The Modern Employee One-on-One Template for 2023
Decades ago, employees put their heads down and got the work done. Many positions featured repetitive tasks and employees remained in their roles for many years. Annual reviews were the norm, but that doesn’t mean they were very useful. Most employees would rather skip the meeting and get back to work.
And so the myth of employees not wanting feedback was born, and it persists to this day, even though it is no longer true.
A whopping 65% of those asked in one survey reported wanting more feedback at work. An even more eye-watering statistic shows that 98% of employees disengage from their work if they receive very little or no feedback at all.
That’s at least partly because the nature of work has changed. Not only are positions more involved, but many employees work from home, at least some of the time. Feedback is essential for those employees to feel like they’re on the right track.
It’s clear that employees want to know how they’re doing, but what does that look like?
With employees that are three times more likely to be engaged, one-on-ones are the solution.
Don’t worry! Crafting one-on-one meetings from scratch isn’t necessary. We can help you optimize the time you spend together with an employee one-on-one template along with tips on how to make it work for you.
Structuring an Employee One-on-One
Getting the structure of a one-on-one right is important because it isn’t meant to take a lot of time. Instead, they should happen often, but without causing a huge disruption to your day or your employees’ day.
As the name implies, one-on-ones are between a manager and an employee. With just two people in attendance, it’s easier to build trust, which is important when it comes to supporting an engaged workforce.
Other aspects of the meetings are more flexible. You can take a casual approach by meeting up every once in a while for a coffee in the break room. Alternatively, you can have a more formal schedule where you get together in your office. You might use the same weekly employee one-on-one meeting template doc each time. You could also skip the form and brainstorm a list of topics to talk about ahead of your meeting instead.
Want to know more? Keep reading for a:
- 1:1 Template
- 1:1 Scheduling guide
- 1:1 Follow-up guide
If you're searching for a one-on-one template for managers, look no further.
Our template includes a list of questions you can ask during both formal and informal meetings. It also includes a guide to follow-up notes so you can start preparing for the next one-on-one meeting.
This template is customized to meet your needs. Use the questions that work and scrap the questions that don’t. Allow the information in the template to inspire you to add details to your meetings that you and your employees find useful.

EXTRACTED RECORDS:

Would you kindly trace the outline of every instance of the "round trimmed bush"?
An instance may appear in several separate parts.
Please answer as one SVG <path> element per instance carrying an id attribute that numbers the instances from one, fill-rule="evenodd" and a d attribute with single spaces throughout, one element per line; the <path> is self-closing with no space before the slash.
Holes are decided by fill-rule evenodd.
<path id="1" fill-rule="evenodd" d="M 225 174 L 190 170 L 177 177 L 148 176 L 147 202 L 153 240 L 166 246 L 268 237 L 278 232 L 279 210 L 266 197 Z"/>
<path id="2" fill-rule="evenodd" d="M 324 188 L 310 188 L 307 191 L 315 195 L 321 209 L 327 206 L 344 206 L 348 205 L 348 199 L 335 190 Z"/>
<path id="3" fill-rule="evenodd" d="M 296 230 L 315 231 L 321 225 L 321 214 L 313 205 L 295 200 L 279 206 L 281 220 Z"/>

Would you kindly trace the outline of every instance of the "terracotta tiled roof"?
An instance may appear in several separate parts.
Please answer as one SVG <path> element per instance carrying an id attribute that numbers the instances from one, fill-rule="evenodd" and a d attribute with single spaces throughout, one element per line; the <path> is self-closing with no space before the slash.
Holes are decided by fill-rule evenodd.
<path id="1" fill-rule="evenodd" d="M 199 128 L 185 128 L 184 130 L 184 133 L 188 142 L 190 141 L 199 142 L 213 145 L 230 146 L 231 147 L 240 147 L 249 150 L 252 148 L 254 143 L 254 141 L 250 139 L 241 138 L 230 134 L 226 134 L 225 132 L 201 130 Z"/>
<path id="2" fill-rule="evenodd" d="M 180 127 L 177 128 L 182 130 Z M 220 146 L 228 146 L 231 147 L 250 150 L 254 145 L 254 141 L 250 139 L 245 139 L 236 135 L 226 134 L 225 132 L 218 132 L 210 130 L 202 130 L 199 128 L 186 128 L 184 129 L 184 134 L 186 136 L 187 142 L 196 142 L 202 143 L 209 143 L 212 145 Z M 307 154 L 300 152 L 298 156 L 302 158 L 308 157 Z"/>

TASKS TO COMPLETE:
**a.** Which resources does the one-on-one template article promise after the words "Keep reading for a:"? List all of them.
**b.** Extend the one-on-one template article with a passage that picks up right after its final sentence.

PER-TASK ANSWERS:
**a.**
- 1:1 Template
- 1:1 Scheduling guide
- 1:1 Follow-up guide

**b.**
Download your 2023 Employee One-on-One Template for 2023
1:1 Scheduling guide
Wrapping your head around one-on-ones can be difficult. How often are you supposed to have one-on-one meetings? And how long are they supposed to last?
The quick answer is that it’s up to you! Meetings should occur as often as needed, and for as long as needed. As long as they provide value to your employees, there is no one right answer.
If you have a remote team, it’s even more important to schedule one-on-one meetings, as Groove found out.
This company offers help desk software with a robust blog and catalog of resources. With a remote team, it wasn’t easy to notice that some employees were unhappy with their job. To combat this, Groove scheduled bi-monthly one-on-one meetings that have boosted company culture, built trust, and increased employee happiness. Groove has increased employee retention in the process.
The question is no longer about whether you should have one-on-one meetings, but how you should schedule them.
Weekly one-on-ones are among the most popular choice for most teams. Some have bi-weekly meetings, which would be the most helpful for teams that work on short-term projects. Those working on long-term projects may want to consider a monthly meeting. Additional, but less popular, options include bi-monthly, quarterly, and yearly meetings.
Getting together in person is ideal, but don’t let it dictate how often you can have meetings. Weekly meetings are doable with remote workforces and those with a hybrid schedule when you check in on Zoom, or even over the phone.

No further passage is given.